Natural language region descriptions:
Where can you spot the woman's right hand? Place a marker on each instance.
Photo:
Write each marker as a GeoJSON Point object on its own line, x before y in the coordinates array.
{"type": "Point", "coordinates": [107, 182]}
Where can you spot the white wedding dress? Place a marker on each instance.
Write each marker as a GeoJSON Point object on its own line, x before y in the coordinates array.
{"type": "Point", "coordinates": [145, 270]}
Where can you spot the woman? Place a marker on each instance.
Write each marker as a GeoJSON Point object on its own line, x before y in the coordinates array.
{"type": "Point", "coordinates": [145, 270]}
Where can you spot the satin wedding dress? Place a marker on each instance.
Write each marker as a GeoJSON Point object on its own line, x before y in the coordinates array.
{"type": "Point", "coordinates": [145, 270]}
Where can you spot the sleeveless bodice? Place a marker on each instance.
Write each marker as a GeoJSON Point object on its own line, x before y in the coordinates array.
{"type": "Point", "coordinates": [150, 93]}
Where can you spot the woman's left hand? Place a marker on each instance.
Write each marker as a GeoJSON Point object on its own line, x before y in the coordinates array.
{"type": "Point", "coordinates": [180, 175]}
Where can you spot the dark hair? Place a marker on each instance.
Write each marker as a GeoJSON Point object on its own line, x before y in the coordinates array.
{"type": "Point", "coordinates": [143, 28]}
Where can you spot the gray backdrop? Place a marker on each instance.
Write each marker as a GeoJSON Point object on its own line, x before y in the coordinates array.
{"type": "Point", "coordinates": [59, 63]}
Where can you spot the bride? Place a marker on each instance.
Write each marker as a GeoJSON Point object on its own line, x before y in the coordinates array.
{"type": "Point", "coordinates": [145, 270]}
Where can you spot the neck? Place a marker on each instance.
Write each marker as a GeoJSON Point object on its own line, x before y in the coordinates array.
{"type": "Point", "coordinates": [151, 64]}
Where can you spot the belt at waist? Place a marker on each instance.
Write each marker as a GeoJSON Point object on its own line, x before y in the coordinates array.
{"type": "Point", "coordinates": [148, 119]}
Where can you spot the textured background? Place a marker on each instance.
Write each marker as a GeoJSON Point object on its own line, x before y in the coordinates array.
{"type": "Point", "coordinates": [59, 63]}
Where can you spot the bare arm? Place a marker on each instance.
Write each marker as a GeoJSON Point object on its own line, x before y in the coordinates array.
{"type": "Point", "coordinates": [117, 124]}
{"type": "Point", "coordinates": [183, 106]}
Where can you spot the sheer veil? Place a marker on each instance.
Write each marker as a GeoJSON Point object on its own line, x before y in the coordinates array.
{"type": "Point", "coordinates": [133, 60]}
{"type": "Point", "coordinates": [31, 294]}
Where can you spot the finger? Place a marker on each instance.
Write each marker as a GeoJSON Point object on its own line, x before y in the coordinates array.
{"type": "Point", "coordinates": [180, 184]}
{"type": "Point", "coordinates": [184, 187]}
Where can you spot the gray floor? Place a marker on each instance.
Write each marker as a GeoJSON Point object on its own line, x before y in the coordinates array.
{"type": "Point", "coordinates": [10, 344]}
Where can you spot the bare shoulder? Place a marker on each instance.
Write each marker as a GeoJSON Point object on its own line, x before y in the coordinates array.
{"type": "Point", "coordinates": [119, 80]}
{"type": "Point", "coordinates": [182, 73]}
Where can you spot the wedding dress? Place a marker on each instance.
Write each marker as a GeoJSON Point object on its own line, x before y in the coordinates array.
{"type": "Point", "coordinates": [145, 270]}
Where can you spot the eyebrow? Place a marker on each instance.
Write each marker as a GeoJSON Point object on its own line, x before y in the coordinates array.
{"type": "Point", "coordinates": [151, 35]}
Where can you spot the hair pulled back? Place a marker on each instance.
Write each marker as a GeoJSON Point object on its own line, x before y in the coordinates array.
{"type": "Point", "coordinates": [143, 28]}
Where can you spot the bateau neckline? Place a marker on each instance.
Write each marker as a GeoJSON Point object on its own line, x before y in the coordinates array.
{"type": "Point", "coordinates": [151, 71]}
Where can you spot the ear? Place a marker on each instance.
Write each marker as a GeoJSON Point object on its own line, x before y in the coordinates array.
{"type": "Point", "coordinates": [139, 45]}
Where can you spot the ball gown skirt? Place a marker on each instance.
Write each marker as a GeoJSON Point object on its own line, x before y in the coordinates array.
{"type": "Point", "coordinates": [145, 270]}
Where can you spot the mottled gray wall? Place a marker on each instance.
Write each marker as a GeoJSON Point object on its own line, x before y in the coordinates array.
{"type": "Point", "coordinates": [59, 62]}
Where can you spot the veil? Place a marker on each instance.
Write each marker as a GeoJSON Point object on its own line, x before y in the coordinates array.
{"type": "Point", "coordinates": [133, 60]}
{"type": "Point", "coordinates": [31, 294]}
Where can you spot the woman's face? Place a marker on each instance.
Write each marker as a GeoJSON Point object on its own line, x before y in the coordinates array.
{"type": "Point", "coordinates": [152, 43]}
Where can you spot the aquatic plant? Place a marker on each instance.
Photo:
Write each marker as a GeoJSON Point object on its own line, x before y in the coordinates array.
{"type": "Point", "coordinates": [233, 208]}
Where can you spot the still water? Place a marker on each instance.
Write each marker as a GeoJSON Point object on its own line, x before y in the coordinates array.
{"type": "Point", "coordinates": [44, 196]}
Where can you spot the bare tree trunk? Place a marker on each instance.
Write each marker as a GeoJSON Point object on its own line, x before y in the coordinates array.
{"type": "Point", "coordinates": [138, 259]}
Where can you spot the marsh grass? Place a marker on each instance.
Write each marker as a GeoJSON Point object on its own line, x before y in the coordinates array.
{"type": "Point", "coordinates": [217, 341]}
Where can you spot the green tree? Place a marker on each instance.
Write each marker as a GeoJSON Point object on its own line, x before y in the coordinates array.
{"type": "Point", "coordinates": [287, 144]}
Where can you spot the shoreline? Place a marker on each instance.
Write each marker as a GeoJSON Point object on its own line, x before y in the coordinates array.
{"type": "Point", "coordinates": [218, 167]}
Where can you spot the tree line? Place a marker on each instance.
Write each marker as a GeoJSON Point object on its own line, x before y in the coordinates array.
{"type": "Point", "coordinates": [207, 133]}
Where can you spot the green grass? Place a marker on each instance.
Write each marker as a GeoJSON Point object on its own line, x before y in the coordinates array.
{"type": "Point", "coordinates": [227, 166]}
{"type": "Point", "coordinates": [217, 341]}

> _WHAT THE TASK REQUIRES_:
Transcribe the entries above word for word, from the first line through the line containing "Where can you spot the white", and nothing else.

> _TASK RESULT_:
Where can you spot the woman's right hand? Place a marker on each instance.
Photo:
Write each marker as a GeoJSON Point object on its own line, x before y in the coordinates array.
{"type": "Point", "coordinates": [107, 182]}
Where can you spot the white wedding dress? Place a marker on each instance.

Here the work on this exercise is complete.